_Work instructions_: Pull out every line of the records that contains the word "broken", and copy each one in full. Match case exactly.

_Excerpts from a point labeling dataset_:
*-*-*
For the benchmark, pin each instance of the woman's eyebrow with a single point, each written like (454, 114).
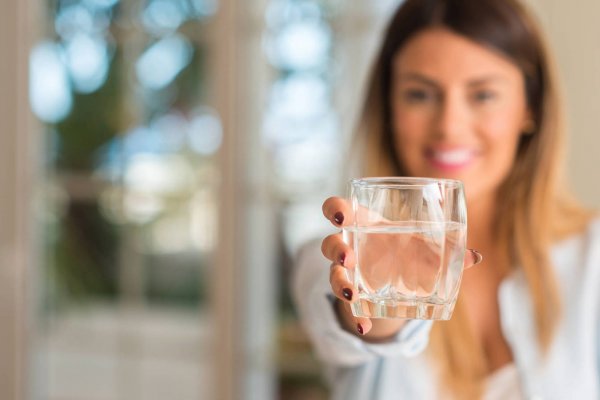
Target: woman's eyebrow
(418, 77)
(415, 76)
(486, 79)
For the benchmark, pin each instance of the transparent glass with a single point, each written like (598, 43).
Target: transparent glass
(409, 238)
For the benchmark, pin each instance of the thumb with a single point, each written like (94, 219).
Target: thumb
(472, 258)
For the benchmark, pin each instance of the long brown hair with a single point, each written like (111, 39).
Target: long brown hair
(534, 211)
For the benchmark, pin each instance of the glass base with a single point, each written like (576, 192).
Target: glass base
(402, 309)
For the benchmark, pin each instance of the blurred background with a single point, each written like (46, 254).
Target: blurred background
(161, 161)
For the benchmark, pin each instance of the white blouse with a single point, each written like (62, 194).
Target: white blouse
(400, 370)
(503, 384)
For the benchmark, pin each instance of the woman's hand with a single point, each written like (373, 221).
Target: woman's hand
(339, 212)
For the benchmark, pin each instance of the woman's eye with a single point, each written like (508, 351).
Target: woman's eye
(417, 96)
(483, 96)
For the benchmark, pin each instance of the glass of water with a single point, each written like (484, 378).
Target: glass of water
(409, 239)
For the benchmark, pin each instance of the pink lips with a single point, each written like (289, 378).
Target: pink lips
(450, 159)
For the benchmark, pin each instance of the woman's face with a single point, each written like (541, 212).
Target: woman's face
(458, 110)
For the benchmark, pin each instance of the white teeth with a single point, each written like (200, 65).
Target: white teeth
(453, 156)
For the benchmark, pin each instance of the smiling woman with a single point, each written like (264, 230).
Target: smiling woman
(458, 110)
(466, 90)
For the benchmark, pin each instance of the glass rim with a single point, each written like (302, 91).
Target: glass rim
(403, 182)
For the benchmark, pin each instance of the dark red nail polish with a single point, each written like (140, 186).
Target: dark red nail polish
(347, 294)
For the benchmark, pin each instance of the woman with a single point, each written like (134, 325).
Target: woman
(464, 89)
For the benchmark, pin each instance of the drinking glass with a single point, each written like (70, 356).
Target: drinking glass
(409, 240)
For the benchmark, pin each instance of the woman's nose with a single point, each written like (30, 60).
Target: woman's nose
(452, 117)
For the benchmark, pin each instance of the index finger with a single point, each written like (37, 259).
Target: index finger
(338, 210)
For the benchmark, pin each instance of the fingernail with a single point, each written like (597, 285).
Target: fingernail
(347, 294)
(478, 256)
(338, 217)
(359, 329)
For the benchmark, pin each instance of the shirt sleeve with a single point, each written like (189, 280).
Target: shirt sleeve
(315, 304)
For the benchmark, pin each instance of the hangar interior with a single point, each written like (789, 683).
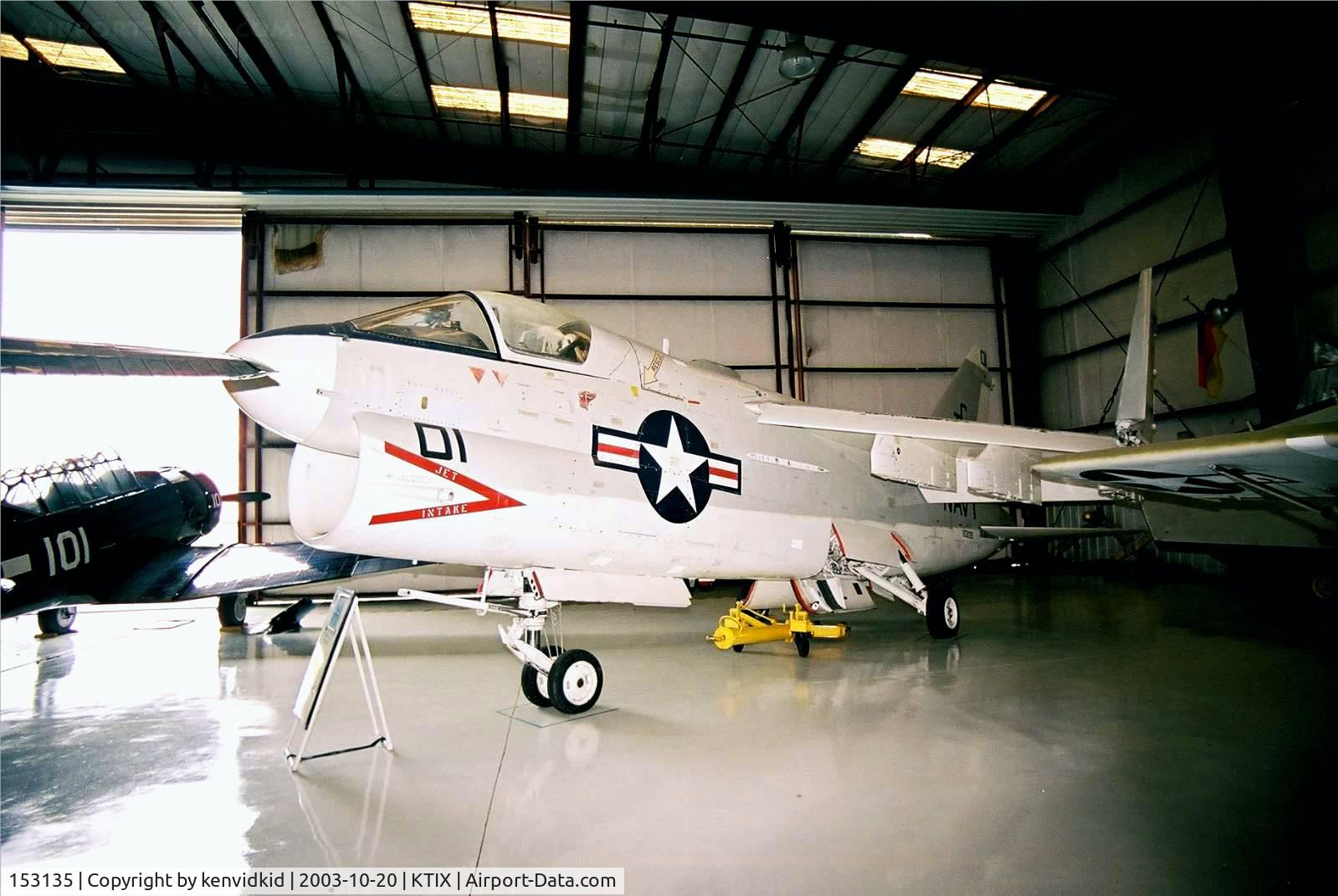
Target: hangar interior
(1117, 714)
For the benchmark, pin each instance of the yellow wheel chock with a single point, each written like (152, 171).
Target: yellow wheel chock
(743, 626)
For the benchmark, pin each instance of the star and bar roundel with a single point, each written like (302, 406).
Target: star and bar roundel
(674, 462)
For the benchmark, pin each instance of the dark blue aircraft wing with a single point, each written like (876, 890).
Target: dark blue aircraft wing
(189, 572)
(93, 359)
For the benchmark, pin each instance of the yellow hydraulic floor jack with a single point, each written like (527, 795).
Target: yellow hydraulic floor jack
(743, 626)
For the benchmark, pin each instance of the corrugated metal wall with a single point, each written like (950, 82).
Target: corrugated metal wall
(884, 324)
(1161, 207)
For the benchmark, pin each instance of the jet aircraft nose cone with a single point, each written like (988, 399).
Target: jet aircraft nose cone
(293, 399)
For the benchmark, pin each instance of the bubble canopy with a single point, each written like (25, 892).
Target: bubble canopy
(458, 321)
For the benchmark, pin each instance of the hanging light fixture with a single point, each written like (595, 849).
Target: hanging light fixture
(797, 60)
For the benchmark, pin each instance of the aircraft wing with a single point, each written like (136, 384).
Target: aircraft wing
(189, 572)
(91, 359)
(1025, 533)
(953, 460)
(1297, 463)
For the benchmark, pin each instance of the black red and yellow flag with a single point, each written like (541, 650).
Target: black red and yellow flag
(1212, 339)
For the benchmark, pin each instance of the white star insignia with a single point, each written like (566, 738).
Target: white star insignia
(676, 467)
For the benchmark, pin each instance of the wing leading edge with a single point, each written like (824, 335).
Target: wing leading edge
(953, 460)
(189, 572)
(93, 359)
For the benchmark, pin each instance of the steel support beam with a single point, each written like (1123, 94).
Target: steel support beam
(504, 78)
(244, 33)
(576, 73)
(650, 120)
(797, 120)
(163, 49)
(343, 66)
(227, 49)
(731, 98)
(866, 123)
(202, 76)
(977, 162)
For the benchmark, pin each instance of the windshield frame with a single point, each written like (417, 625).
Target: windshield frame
(484, 310)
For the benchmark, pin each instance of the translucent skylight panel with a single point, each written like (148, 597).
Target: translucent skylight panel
(473, 20)
(897, 150)
(11, 49)
(75, 56)
(946, 158)
(938, 84)
(880, 149)
(490, 100)
(1004, 95)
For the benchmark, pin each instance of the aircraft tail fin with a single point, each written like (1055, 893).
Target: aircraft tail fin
(1134, 412)
(966, 391)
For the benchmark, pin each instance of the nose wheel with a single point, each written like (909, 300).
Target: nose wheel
(574, 683)
(56, 622)
(941, 612)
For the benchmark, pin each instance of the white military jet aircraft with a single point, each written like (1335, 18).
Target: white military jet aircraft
(574, 464)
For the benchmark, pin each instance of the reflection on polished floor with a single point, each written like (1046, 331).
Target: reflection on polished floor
(1080, 735)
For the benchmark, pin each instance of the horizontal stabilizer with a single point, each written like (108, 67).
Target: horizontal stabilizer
(1025, 533)
(953, 460)
(964, 431)
(93, 359)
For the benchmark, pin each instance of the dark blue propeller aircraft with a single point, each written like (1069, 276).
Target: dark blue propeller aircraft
(89, 530)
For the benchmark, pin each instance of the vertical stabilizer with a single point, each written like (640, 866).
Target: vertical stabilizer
(1134, 415)
(966, 391)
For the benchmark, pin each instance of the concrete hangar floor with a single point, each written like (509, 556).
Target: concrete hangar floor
(1083, 735)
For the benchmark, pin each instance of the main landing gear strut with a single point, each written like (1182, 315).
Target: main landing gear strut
(569, 681)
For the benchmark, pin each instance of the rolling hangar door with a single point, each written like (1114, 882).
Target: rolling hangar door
(860, 323)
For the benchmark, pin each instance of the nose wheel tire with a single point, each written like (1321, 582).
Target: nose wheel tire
(534, 684)
(941, 612)
(232, 610)
(574, 683)
(802, 643)
(56, 622)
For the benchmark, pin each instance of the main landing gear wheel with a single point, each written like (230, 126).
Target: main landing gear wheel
(941, 612)
(574, 683)
(56, 622)
(534, 684)
(232, 610)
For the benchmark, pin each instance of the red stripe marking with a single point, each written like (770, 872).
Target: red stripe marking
(493, 499)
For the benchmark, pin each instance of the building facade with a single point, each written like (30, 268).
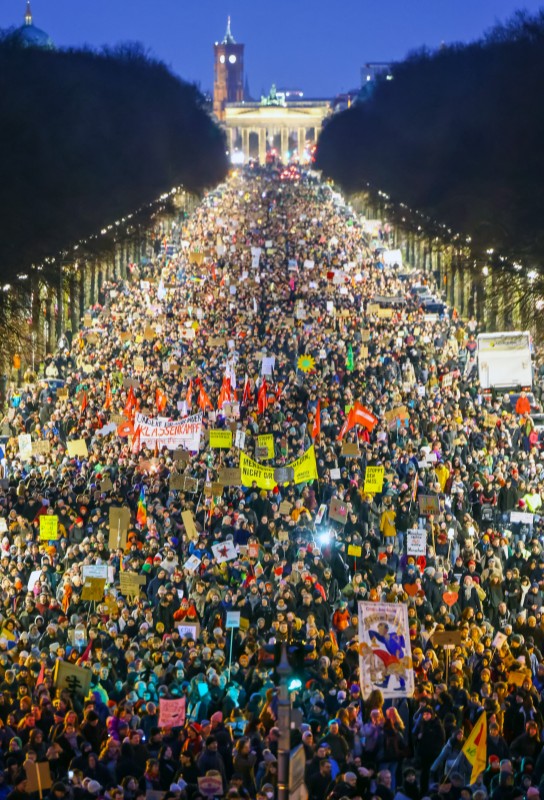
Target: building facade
(228, 84)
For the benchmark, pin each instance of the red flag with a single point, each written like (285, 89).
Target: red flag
(87, 652)
(108, 400)
(362, 416)
(225, 395)
(358, 415)
(316, 429)
(41, 676)
(131, 403)
(262, 397)
(247, 397)
(160, 400)
(136, 441)
(204, 401)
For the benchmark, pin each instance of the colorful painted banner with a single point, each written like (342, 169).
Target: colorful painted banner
(385, 655)
(184, 433)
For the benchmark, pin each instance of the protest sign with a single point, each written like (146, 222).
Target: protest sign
(305, 467)
(172, 713)
(374, 479)
(265, 443)
(220, 439)
(25, 446)
(189, 523)
(428, 504)
(230, 476)
(130, 583)
(211, 785)
(49, 528)
(338, 510)
(38, 777)
(76, 679)
(77, 448)
(93, 589)
(252, 472)
(42, 448)
(417, 542)
(161, 433)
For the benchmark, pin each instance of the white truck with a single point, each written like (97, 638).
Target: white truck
(504, 360)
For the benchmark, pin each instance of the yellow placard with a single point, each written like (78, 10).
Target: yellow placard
(49, 528)
(220, 439)
(266, 441)
(253, 472)
(374, 479)
(305, 467)
(77, 447)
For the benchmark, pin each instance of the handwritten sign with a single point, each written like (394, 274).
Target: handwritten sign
(49, 528)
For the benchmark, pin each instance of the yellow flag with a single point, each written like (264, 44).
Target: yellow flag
(475, 747)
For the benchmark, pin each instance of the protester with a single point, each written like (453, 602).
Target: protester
(269, 326)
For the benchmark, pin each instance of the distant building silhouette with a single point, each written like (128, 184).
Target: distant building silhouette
(228, 85)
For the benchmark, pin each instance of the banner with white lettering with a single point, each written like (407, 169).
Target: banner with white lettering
(183, 433)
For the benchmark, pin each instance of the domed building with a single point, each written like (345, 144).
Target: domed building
(28, 35)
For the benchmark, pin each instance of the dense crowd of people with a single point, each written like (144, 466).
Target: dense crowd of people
(268, 311)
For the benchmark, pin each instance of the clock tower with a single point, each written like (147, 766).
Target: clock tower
(228, 85)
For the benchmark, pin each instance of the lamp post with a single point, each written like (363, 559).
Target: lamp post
(284, 724)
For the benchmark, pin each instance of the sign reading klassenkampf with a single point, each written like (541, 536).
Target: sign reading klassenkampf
(184, 433)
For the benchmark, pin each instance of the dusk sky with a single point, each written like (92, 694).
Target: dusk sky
(317, 46)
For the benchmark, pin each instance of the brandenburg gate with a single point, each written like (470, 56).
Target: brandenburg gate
(255, 128)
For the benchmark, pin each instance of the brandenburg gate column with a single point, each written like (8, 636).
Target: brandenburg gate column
(245, 143)
(284, 142)
(262, 145)
(301, 141)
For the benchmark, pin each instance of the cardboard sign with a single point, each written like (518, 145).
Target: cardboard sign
(220, 439)
(77, 448)
(338, 510)
(172, 713)
(428, 504)
(42, 448)
(119, 524)
(417, 542)
(76, 679)
(233, 619)
(374, 479)
(283, 475)
(210, 785)
(401, 412)
(182, 456)
(177, 482)
(230, 476)
(49, 528)
(93, 589)
(189, 523)
(189, 630)
(130, 583)
(265, 446)
(350, 449)
(25, 446)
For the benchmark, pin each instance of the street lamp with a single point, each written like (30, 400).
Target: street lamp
(284, 724)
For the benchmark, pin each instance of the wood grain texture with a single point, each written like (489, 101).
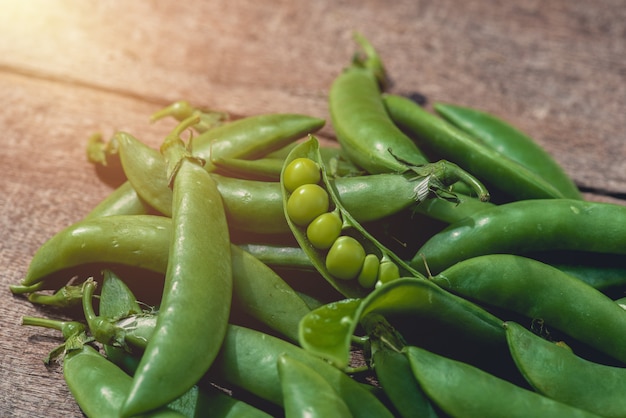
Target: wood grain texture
(69, 68)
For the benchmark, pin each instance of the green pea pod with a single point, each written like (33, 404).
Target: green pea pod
(462, 390)
(250, 137)
(455, 145)
(327, 331)
(537, 290)
(510, 142)
(394, 374)
(306, 393)
(558, 373)
(363, 129)
(142, 241)
(528, 226)
(198, 284)
(133, 240)
(320, 258)
(122, 201)
(248, 360)
(99, 386)
(257, 206)
(264, 169)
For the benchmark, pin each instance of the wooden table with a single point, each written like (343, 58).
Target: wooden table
(69, 68)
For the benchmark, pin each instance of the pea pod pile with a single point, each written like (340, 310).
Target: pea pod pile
(240, 272)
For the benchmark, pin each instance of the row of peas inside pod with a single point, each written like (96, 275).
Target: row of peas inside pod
(349, 257)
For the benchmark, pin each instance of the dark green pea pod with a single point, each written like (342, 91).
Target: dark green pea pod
(558, 373)
(539, 291)
(450, 143)
(393, 370)
(509, 142)
(327, 331)
(349, 288)
(462, 390)
(306, 393)
(528, 226)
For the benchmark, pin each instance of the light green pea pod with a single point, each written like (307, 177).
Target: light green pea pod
(462, 390)
(558, 373)
(306, 394)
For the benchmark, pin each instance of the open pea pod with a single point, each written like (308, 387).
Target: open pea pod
(344, 253)
(327, 331)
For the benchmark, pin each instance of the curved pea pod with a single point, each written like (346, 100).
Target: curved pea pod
(306, 393)
(450, 143)
(142, 241)
(257, 206)
(510, 142)
(537, 290)
(133, 240)
(198, 284)
(248, 360)
(99, 386)
(462, 390)
(354, 238)
(528, 226)
(558, 373)
(443, 317)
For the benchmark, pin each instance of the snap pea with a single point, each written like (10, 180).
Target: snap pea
(528, 226)
(509, 142)
(248, 360)
(363, 129)
(327, 331)
(99, 386)
(393, 372)
(558, 373)
(133, 240)
(537, 290)
(486, 164)
(462, 390)
(343, 261)
(306, 393)
(256, 206)
(248, 137)
(198, 283)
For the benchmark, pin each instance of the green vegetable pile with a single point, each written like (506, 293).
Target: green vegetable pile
(243, 271)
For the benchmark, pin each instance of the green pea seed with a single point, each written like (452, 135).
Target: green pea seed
(306, 203)
(345, 258)
(369, 272)
(324, 230)
(388, 271)
(301, 171)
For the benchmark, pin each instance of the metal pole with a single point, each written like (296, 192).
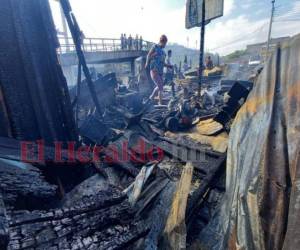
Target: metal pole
(77, 37)
(201, 68)
(270, 28)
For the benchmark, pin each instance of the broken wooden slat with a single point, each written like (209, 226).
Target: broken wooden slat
(174, 236)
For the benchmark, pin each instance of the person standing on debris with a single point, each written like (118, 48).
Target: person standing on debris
(156, 60)
(209, 63)
(125, 42)
(141, 43)
(122, 41)
(136, 42)
(169, 72)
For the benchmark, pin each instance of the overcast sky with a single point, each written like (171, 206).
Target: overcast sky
(244, 21)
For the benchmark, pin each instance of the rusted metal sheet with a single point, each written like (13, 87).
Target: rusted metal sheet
(261, 205)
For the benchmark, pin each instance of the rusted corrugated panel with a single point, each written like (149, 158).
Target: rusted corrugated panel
(262, 202)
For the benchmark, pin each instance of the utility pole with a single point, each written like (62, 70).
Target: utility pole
(270, 27)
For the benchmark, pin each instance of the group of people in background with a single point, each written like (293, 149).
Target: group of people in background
(130, 43)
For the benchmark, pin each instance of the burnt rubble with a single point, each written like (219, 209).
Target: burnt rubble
(100, 166)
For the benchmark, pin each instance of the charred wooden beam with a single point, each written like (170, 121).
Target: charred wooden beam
(23, 185)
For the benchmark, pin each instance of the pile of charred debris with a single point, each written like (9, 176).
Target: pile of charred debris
(125, 175)
(97, 167)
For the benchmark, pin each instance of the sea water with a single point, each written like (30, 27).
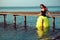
*-*-*
_Reply to the exercise_:
For the benchmark, pin each instance of the broken wooden slat with a single point, each written like (209, 226).
Target: broken wooden slat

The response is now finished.